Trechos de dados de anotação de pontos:
"""
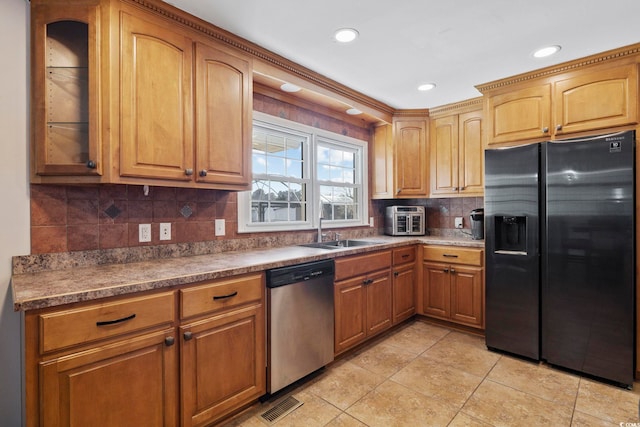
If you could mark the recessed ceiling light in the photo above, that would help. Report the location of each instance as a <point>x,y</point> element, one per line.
<point>427,86</point>
<point>288,87</point>
<point>346,35</point>
<point>546,51</point>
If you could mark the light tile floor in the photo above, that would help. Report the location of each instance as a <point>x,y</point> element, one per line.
<point>427,375</point>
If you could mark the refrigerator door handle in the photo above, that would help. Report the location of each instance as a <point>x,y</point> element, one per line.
<point>505,252</point>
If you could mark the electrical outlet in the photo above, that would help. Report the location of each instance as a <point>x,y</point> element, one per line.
<point>219,226</point>
<point>458,222</point>
<point>144,233</point>
<point>165,231</point>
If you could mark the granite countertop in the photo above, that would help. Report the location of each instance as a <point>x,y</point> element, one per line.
<point>49,288</point>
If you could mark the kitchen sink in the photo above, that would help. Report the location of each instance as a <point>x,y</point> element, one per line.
<point>338,244</point>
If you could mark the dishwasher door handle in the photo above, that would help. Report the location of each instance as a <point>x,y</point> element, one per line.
<point>231,295</point>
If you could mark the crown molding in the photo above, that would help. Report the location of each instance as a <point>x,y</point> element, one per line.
<point>260,53</point>
<point>630,51</point>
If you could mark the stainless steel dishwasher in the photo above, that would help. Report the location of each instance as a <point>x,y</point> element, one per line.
<point>299,321</point>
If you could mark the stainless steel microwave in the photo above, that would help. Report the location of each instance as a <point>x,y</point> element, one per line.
<point>405,221</point>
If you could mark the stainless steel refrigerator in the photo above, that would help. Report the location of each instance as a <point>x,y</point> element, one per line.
<point>560,253</point>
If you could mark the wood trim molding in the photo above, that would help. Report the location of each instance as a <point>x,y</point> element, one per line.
<point>422,113</point>
<point>260,53</point>
<point>623,52</point>
<point>458,107</point>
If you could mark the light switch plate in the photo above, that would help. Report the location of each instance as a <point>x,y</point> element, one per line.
<point>165,231</point>
<point>219,226</point>
<point>144,233</point>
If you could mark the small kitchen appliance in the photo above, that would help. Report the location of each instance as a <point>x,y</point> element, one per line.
<point>405,221</point>
<point>477,224</point>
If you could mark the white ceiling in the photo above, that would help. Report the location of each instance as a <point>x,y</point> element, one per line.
<point>454,43</point>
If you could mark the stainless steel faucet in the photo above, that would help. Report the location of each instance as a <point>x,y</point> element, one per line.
<point>320,228</point>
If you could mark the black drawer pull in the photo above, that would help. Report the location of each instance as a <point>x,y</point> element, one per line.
<point>233,294</point>
<point>113,322</point>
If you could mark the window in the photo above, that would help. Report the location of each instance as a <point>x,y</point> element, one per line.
<point>300,173</point>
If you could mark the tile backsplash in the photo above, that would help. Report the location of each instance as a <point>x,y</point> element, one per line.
<point>101,217</point>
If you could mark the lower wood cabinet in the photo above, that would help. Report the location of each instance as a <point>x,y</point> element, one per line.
<point>182,357</point>
<point>453,285</point>
<point>362,298</point>
<point>131,382</point>
<point>404,286</point>
<point>223,349</point>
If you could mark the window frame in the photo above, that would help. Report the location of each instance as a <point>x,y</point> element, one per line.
<point>316,137</point>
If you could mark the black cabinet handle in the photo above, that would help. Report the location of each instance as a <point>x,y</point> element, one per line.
<point>233,294</point>
<point>113,322</point>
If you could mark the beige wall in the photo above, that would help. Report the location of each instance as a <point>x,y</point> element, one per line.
<point>14,213</point>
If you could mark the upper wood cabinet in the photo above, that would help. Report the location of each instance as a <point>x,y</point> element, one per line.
<point>382,163</point>
<point>601,98</point>
<point>519,114</point>
<point>156,109</point>
<point>65,70</point>
<point>457,152</point>
<point>411,169</point>
<point>555,103</point>
<point>223,116</point>
<point>128,95</point>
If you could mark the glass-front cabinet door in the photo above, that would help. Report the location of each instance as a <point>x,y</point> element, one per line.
<point>65,61</point>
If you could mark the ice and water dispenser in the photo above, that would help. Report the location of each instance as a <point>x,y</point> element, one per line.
<point>511,234</point>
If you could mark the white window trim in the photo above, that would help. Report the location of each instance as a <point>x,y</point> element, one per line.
<point>244,198</point>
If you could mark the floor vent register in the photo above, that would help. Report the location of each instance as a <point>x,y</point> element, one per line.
<point>283,408</point>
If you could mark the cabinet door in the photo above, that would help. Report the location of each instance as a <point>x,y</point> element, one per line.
<point>350,308</point>
<point>519,115</point>
<point>223,117</point>
<point>403,292</point>
<point>410,157</point>
<point>156,139</point>
<point>379,302</point>
<point>129,383</point>
<point>382,165</point>
<point>470,154</point>
<point>223,364</point>
<point>436,290</point>
<point>467,295</point>
<point>65,90</point>
<point>444,155</point>
<point>596,100</point>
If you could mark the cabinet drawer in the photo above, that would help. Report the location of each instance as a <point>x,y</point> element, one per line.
"""
_ENUNCIADO:_
Expresse todas as linhas dos dados acima como uma lista JSON de strings, com uma string para cada linha e sem as linhas em branco. Deixe as imagens de fora da resposta.

_RESULTADO FINAL:_
[
  "If you could mark the recessed ceiling light in the photo above, that would help. Report the location of each instance as a <point>x,y</point> element, one per line.",
  "<point>427,86</point>",
  "<point>288,87</point>",
  "<point>346,35</point>",
  "<point>546,51</point>",
  "If you could mark the light tile floor in the photo above, that would help. Report the location of each instance as a <point>x,y</point> element, one per line.",
  "<point>427,375</point>",
  "If you could mark the refrigerator door handle in the photo above, that would help. Report the location of each instance as a <point>x,y</point> element, one per line.",
  "<point>505,252</point>",
  "If you could mark the electrical outlet in the photo above, that would help. Report the location of each instance as a <point>x,y</point> element, one per line.",
  "<point>219,226</point>",
  "<point>458,222</point>",
  "<point>144,233</point>",
  "<point>165,231</point>",
  "If you could mark the granite countertop in the photo above, that would help. Report the location of each instance as a <point>x,y</point> element, one per line.",
  "<point>49,288</point>",
  "If you could mark the kitchen sink in the photo above, that would help. Report the location of each instance as a <point>x,y</point> element, one per line.",
  "<point>338,244</point>",
  "If you could mark the dishwasher door handle in the photo above, that would help. Report the location of each instance as a <point>x,y</point> element, one per line.",
  "<point>231,295</point>",
  "If you could mark the crown molding in the photo above, that would help. Report the location of each instance as a <point>x,y</point> element, one per line.",
  "<point>260,53</point>",
  "<point>630,51</point>",
  "If you could mark the stainless steel dishwasher in the photo above, that would help. Report the location of each instance as a <point>x,y</point> element, one per line.",
  "<point>299,321</point>",
  "If you could mark the stainless steel microwave in the photo above, that would help. Report the location of each instance as a <point>x,y</point> element, one per line.",
  "<point>405,221</point>",
  "If you could mark the stainless steel refrigerator in the photo above, that would help. Report the location of each instance as a <point>x,y</point> element, one per line.",
  "<point>560,253</point>",
  "If you could mark the wood trim molding in the photo above, that would help. Report the location of each instance as a <point>x,y</point> element, one per line.",
  "<point>422,113</point>",
  "<point>260,53</point>",
  "<point>623,52</point>",
  "<point>458,107</point>",
  "If you could mark the light switch plate in the photo above, that would help. Report the location of each instance as a <point>x,y</point> element, one per line.",
  "<point>165,231</point>",
  "<point>219,226</point>",
  "<point>144,233</point>",
  "If you could mark the small kitchen appliance in the photo above, that would help. Report the location of each instance as a <point>x,y</point> element, one per line.",
  "<point>405,221</point>",
  "<point>477,224</point>",
  "If you could mark the white ceiling in the photo above, that would help. Report the location of each instance as a <point>x,y</point> element, one per line.",
  "<point>454,43</point>",
  "If you could mark the stainless steel faucet in the photo above, that would help. Report the location of each instance as a <point>x,y</point> element, one per line.",
  "<point>320,228</point>",
  "If you could mark the black drawer pull in the photo above, that would help. Report the location of each instance as a <point>x,y</point> element, one per line.",
  "<point>233,294</point>",
  "<point>113,322</point>",
  "If you could mark the window in the photo above, that would help. Report the location of each instance as a <point>x,y</point> element, one per line.",
  "<point>300,173</point>",
  "If you could mark the tile backsplash in the photo above, that would help. Report the location of each instance as a <point>x,y</point> element, one per line.",
  "<point>101,217</point>",
  "If you could mark the lower wood cabinet in the photo above, that would help. Report the location of each instance as a <point>x,y</point> element, one per line.",
  "<point>182,357</point>",
  "<point>453,285</point>",
  "<point>362,298</point>",
  "<point>131,382</point>",
  "<point>404,286</point>",
  "<point>223,349</point>",
  "If you could mark the window frame in the photo above, that would help. Report the location of each instance as a <point>x,y</point> element, one per line.",
  "<point>316,137</point>",
  "If you could mark the black cabinet handle in the photo above, that would help. Report the location of each instance as a <point>x,y</point> element, one per line.",
  "<point>233,294</point>",
  "<point>113,322</point>",
  "If you could mark the beige wall in the photo above, that would help. Report the location of each instance as a <point>x,y</point> element, one per line.",
  "<point>14,213</point>",
  "If you could mark the upper wood cabinet in the photo above, that would help. Report the location of each instance as a <point>x,y</point> element, one per line.",
  "<point>382,163</point>",
  "<point>601,98</point>",
  "<point>519,114</point>",
  "<point>156,109</point>",
  "<point>65,70</point>",
  "<point>457,152</point>",
  "<point>411,169</point>",
  "<point>555,103</point>",
  "<point>223,116</point>",
  "<point>128,95</point>",
  "If you could mark the glass-front cabinet door in the photo above, that would help. Report the location of each instance as a <point>x,y</point> element, one per line.",
  "<point>65,61</point>",
  "If you could mark the ice and water dispenser in the photo above, that would help. Report the location of each instance as a <point>x,y</point> element, one per line.",
  "<point>511,234</point>",
  "If you could mark the white window trim in the photo above, that would help. Report the location of each instance as a <point>x,y</point> element, one per line.",
  "<point>244,198</point>",
  "If you could mark the floor vent register in the photo above, that would help. Report the location of each instance as a <point>x,y</point> element, one per line.",
  "<point>283,408</point>",
  "If you could mark the cabinet door in the photo above, that would help. Report the location of each instance as a <point>x,y</point> element, one per line.",
  "<point>350,308</point>",
  "<point>519,115</point>",
  "<point>223,117</point>",
  "<point>403,292</point>",
  "<point>410,157</point>",
  "<point>156,139</point>",
  "<point>379,302</point>",
  "<point>129,383</point>",
  "<point>382,165</point>",
  "<point>470,154</point>",
  "<point>223,364</point>",
  "<point>436,290</point>",
  "<point>467,295</point>",
  "<point>65,90</point>",
  "<point>444,155</point>",
  "<point>596,100</point>",
  "If you could mark the cabinet drawer in the photo above, that would help. Report the location of each instance as a <point>x,y</point> element, one per line."
]